Records from a data collection

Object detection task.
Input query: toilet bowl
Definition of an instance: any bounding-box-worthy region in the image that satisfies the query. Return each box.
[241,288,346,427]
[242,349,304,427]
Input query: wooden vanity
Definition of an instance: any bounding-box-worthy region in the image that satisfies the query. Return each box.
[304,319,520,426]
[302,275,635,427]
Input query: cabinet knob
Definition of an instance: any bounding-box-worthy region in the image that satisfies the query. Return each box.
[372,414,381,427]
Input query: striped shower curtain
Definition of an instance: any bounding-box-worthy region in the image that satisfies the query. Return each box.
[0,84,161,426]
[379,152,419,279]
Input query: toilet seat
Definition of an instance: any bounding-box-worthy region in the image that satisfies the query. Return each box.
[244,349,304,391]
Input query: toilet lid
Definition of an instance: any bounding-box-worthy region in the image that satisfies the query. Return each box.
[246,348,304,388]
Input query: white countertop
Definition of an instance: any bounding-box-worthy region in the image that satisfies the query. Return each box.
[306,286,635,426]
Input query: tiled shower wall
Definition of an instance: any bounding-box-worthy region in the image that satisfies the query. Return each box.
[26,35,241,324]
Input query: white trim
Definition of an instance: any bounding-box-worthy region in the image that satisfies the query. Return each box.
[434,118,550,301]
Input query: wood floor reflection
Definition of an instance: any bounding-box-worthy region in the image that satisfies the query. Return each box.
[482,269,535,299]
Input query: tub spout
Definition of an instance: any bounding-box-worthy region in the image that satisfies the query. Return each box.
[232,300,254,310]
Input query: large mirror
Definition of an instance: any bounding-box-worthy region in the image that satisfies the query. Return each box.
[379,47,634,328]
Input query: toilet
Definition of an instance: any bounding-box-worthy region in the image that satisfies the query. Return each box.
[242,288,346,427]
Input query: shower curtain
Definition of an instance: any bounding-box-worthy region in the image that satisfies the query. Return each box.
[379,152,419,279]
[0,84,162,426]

What you are asked to do => Reproduce each line above that contains "toilet".

Answer section =>
Input query: toilet bowl
Input query: toilet seat
Input query: toilet lid
Input query: toilet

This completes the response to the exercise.